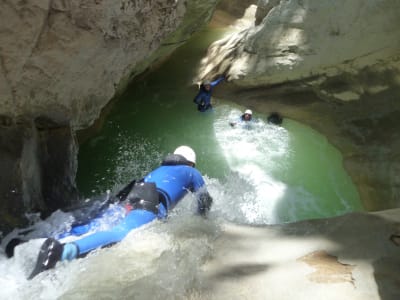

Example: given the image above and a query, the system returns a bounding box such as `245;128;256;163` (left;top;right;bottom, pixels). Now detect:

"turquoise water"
77;30;362;224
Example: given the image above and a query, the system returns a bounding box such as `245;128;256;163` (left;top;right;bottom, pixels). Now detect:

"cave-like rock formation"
198;0;400;210
0;0;218;231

Aim of the exercise:
Please return every line of the material above as a JSON list of strings, one string per line, skipping blank lines and leaving out the pictures.

Finished exercise:
[
  "Example: given the image above and a query, the system returns a bounding box such as `245;128;256;163` (left;top;right;bottom, pixels). Now detect:",
  "\"turquoise water\"",
  "77;30;362;224",
  "Example: given the image above and a query, the system returns a bounding box such as `245;128;256;163` (left;top;right;bottom, pixels). Now detect:",
  "\"cave-like rock formation\"",
  "198;0;400;210",
  "0;0;218;231"
]